-- DOCUMENT TEXT --
---

The English text is an unofficial translation. In case of any discrepancies between the Swedish text and the English translation, the Swedish text shall prevail.
Notification etc.
Those who wish to participate in the annual general meeting must:
- be listed as a shareholder in the presentation of the share register prepared by Euroclear Sweden AB concerning the circumstances as per the record date of 15 April 2024; and
- give notice of intent to participate no later than 17 April 2024. Notification shall be made either in writing to Acconeer AB, att: Jenny Olsson, Västra Varvsgatan 19, SE-211 77 Malmö, or by email, info@acconeer.com.
The notice shall include full name, personal identification number or corporate registration number, address and daytime telephone number and, where appropriate, information about representative, proxy and assistants. The number of assistants may not be more than two (2). The notification should, where appropriate, be accompanied by proxies, registration certificates and other documents of authority.
In order to be entitled to participate in the meeting, a shareholder whose shares are registered in the name of a nominee must, in addition to giving notice of participation in the annual general meeting, register its shares in its own name so that the shareholder is listed in the share register as of the record date of 15 April 2024. Such re-registration may be temporary (so-called voting rights registration), and a request for such voting rights registration shall be made to the nominee, in accordance with the nominee’s routines, at such time in advance as decided by the nominee. Voting rights registration that has been made by the nominee no later than the second banking day after 15 April 2024, will be taken into account in the presentation of the share register.
Proxies etc.
If a shareholder is to vote through a proxy, a written, dated and signed proxy by the shareholder must be provided at the general meeting. The proxy may not be older than one (1) year, unless longer validity (maximum of five (5) years) is stated in the proxy. If the proxy is issued by a legal entity, the current registration certificate or equivalent authorisation document for the legal entity must also be provided. To facilitate an easier passing, a copy of the proxy and other documents of authority should be enclosed with the registration for the general meeting. Proxy forms will be kept available on the Company’s website, www.acconeer.com, and at the Company’s head office and will be sent by post to shareholders who contact the Company and state their address.
Proposed agenda
- Opening of the meeting.
- Election of chairman of the meeting.
- Election of one or two persons to approve the minutes.
- Preparation and approval of the voting list.
- Approval of agenda.
- Determination as to whether the meeting has been duly convened.
- Presentation of the annual report and the auditor’s report.
- Address by the CEO.
- Resolution on:
- Adoption of the income statement and balance sheet.

---

-- GOAL --
How does the annual general meeting notice above continue after its last line? Write the next part.

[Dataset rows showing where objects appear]
---

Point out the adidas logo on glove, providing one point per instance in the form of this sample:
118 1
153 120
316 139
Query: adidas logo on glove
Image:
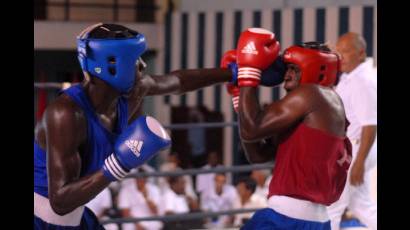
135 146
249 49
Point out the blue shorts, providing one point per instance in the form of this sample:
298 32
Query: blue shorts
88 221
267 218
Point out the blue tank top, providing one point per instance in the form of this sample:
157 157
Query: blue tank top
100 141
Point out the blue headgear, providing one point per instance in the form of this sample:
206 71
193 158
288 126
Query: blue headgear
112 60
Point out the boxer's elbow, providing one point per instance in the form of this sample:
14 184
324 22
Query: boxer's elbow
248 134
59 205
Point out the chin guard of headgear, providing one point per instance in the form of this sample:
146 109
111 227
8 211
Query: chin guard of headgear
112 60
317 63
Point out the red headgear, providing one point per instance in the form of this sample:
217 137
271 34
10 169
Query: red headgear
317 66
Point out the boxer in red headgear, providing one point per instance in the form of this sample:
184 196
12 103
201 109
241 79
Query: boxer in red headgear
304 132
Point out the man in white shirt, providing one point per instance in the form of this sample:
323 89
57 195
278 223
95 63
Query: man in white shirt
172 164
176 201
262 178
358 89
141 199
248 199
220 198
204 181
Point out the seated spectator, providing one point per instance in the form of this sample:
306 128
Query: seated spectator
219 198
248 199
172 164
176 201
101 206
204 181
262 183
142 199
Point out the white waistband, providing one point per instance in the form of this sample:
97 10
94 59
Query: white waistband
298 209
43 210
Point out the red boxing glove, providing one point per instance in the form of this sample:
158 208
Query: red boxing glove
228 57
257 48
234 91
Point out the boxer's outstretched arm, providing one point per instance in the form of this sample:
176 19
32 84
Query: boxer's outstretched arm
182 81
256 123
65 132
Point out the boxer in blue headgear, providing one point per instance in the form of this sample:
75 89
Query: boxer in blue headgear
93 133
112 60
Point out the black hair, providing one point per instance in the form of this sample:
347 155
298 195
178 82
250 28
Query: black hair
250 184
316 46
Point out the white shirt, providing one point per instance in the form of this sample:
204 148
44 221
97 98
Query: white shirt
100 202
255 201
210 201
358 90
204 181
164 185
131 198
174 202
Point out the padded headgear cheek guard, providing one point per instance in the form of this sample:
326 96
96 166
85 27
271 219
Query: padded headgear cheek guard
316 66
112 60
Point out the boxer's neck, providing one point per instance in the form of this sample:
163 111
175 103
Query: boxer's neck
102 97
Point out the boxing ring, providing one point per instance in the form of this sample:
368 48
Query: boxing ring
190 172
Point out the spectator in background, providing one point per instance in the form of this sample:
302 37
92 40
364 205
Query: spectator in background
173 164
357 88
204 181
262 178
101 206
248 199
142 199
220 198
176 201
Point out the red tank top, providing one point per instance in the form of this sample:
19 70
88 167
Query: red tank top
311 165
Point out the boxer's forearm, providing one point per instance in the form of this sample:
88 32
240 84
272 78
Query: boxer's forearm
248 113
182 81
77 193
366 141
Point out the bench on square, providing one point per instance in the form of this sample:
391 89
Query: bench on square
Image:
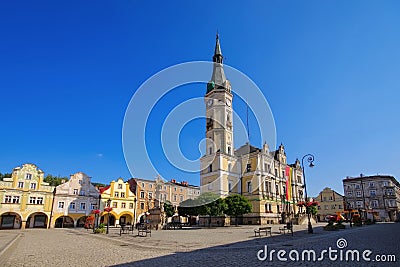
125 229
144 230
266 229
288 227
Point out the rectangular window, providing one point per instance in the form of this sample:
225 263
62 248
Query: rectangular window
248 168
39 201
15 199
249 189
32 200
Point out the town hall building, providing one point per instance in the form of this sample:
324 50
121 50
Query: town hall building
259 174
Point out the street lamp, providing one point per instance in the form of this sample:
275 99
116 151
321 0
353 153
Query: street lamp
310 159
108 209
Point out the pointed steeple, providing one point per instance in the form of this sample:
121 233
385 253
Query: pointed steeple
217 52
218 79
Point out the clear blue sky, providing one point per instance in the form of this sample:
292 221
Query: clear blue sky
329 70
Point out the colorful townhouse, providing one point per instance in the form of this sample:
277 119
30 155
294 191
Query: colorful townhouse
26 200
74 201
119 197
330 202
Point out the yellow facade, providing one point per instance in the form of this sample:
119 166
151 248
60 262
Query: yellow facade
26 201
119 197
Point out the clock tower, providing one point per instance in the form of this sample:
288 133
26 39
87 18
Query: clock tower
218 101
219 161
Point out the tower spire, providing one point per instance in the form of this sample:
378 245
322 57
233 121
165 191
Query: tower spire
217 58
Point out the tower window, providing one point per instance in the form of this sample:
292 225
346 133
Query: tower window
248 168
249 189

---

-- TASK RESULT --
- Disposition of the Company’s profit or loss according to the established balance sheet.
- Discharge from liability of the board of directors and the CEO.
- Determination of fees to the board of directors and the auditors.
- Election of the board of directors and the auditor.
- Resolution on:
- Directed issue of warrants.
- Approval of transfer of warrants.
- Closing of the meeting.
Item 2 – Election of chairman of the meeting
The board of directors has proposed that attorney-at-law Henric Stråth or, if he is prevented from attending, the person appointed by the board of directors shall be elected chairman of the meeting.
Item 9.B – Resolution on disposition of the Company’s profit or loss
The board of directors has proposed to the 2024 annual general meeting that no dividend is paid and that the funds at the disposal of the general meeting are carried forward.
Item 10 – Determination of fees to the board of directors and the auditors
A group of shareholders have proposed that the fees to the board of directors, for the period until the end of the next annual general meeting, be paid out with a total of fourteen (14) price base amounts (Sw. prisbasbelopp), of which five (5) price base amounts to the chairman and three (3) price base amounts each to the other members elected by the annual general meeting who are not employed by the Company.
The board of directors has proposed that the fee to the auditor is to be paid according to approved invoice.
Item 11 – Election of the board of directors and the auditor
A group of shareholders have proposed that the number of board members shall be four (4), that the number of auditors shall be one (1), and that no deputy auditors shall be appointed.
A group of shareholders have proposed that the board of directors shall consist of the following members: Lars-Erik Wernersson (re-election), Git Sturesjö Adolfsson (re-election), Thomas Rex (re-election) and Henric Stråth (new election). It is proposed that Thomas Rex is re-elected chairman of the board.
Henric Stråth, born 1982, is a board member and partner in the business law firm Moll Wendén Advokatbyrå AB. Henric Stråth has a Degree of Master of Laws from Lund University and have previously been a member of the board of directors in Lundon Marketing AB and Strathorn AB. Henric Stråth owns no shares in the Company.
Information regarding the proposed members of the board of directors is available on the Company’s website, investor.acconeer.com.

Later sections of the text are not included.